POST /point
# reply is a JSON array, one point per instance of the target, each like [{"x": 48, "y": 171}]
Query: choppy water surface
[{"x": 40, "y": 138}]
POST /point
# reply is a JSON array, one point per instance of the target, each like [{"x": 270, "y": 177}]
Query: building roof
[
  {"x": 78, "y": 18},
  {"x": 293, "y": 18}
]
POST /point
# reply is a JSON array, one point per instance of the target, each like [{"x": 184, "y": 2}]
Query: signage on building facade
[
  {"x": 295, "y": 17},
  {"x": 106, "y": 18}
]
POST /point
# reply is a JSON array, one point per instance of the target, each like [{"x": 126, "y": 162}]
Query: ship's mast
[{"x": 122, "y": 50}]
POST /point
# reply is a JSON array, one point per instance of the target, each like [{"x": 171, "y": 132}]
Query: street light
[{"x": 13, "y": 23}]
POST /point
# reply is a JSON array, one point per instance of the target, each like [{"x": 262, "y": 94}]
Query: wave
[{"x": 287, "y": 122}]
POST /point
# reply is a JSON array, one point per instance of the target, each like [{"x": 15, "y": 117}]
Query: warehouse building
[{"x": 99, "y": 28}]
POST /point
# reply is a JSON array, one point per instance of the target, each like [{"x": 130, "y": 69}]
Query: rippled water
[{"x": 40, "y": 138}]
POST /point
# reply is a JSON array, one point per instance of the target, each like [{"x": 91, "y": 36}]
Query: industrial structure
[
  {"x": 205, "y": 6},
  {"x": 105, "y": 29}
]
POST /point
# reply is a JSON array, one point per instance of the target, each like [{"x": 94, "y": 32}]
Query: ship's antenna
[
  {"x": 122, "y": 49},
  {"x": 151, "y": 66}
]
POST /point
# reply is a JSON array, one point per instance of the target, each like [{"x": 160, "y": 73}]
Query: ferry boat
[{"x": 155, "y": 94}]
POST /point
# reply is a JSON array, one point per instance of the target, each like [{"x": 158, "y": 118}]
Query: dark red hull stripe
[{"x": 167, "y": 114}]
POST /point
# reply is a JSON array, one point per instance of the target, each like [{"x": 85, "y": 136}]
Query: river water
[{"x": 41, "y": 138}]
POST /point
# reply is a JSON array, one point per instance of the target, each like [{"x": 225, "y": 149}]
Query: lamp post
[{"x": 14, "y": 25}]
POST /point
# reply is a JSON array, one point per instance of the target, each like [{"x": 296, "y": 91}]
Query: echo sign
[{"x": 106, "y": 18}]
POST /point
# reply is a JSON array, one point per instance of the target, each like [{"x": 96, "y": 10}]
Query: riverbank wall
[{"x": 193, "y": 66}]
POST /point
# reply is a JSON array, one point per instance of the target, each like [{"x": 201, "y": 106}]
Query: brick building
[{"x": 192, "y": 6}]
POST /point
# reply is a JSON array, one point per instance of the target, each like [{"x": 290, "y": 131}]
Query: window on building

^^^^^^^^^^^^^^^^

Activity: Make a verbatim copy of each record.

Answer to the problem:
POST /point
# reply is a JSON array, one point per instance of the target, each like [{"x": 48, "y": 171}]
Query: choppy water surface
[{"x": 40, "y": 138}]
POST /point
# reply is a JSON array, one point per instance of the target, each like [{"x": 270, "y": 177}]
Query: building roof
[
  {"x": 78, "y": 18},
  {"x": 293, "y": 18}
]
POST /point
# reply is a JSON array, one point per instance of the target, each like [{"x": 184, "y": 2}]
Query: signage on building facade
[
  {"x": 295, "y": 17},
  {"x": 106, "y": 18}
]
POST /point
# reply is a JSON array, one point per instance of the target, each like [{"x": 126, "y": 162}]
Query: ship's mast
[{"x": 122, "y": 50}]
POST /point
# reply is a JSON array, one point per instance of the target, each like [{"x": 171, "y": 132}]
Query: street light
[{"x": 13, "y": 23}]
POST /point
# reply is a JSON array, one point per instance of the target, each like [{"x": 262, "y": 94}]
Query: wave
[{"x": 287, "y": 122}]
POST /point
# reply is a JSON array, one point per instance of the target, each like [{"x": 15, "y": 117}]
Query: warehouse building
[{"x": 99, "y": 28}]
POST /point
# reply is a JSON array, one point per instance of the target, each like [{"x": 130, "y": 69}]
Query: rippled water
[{"x": 40, "y": 138}]
POST /point
# reply is a JSON array, one point per instance of the target, each like [{"x": 91, "y": 36}]
Query: industrial structure
[
  {"x": 205, "y": 6},
  {"x": 105, "y": 29}
]
POST /point
# reply is a JSON array, one point per instance of the target, each like [{"x": 94, "y": 32}]
Query: ship's antenna
[
  {"x": 122, "y": 49},
  {"x": 151, "y": 66}
]
POST /point
# reply is a JSON array, one point per instance of the target, each like [{"x": 160, "y": 73}]
Query: ferry boat
[{"x": 155, "y": 94}]
POST /point
# reply is a JSON array, one point per instance of the target, each like [{"x": 158, "y": 118}]
Query: dark red hull stripe
[{"x": 167, "y": 114}]
POST /point
# reply is a JSON array, one point per instance of the target, each like [{"x": 85, "y": 136}]
Query: river water
[{"x": 41, "y": 138}]
POST /point
# reply is a JSON array, one point per instance of the target, each like [{"x": 225, "y": 149}]
Query: lamp post
[{"x": 14, "y": 25}]
POST /point
# reply is a JSON array, one point per instance of the target, each like [{"x": 296, "y": 91}]
Query: echo sign
[{"x": 106, "y": 18}]
POST /point
# reply is a JSON array, one point per instance of the target, each like [{"x": 96, "y": 10}]
Query: riverbank wall
[{"x": 193, "y": 66}]
POST /point
# reply is a JSON array, one point per instance of the target, each like [{"x": 201, "y": 106}]
Query: brick building
[{"x": 192, "y": 6}]
POST /point
# reply is a JSON array, one point per instance of the target, each like [{"x": 290, "y": 131}]
Query: window on building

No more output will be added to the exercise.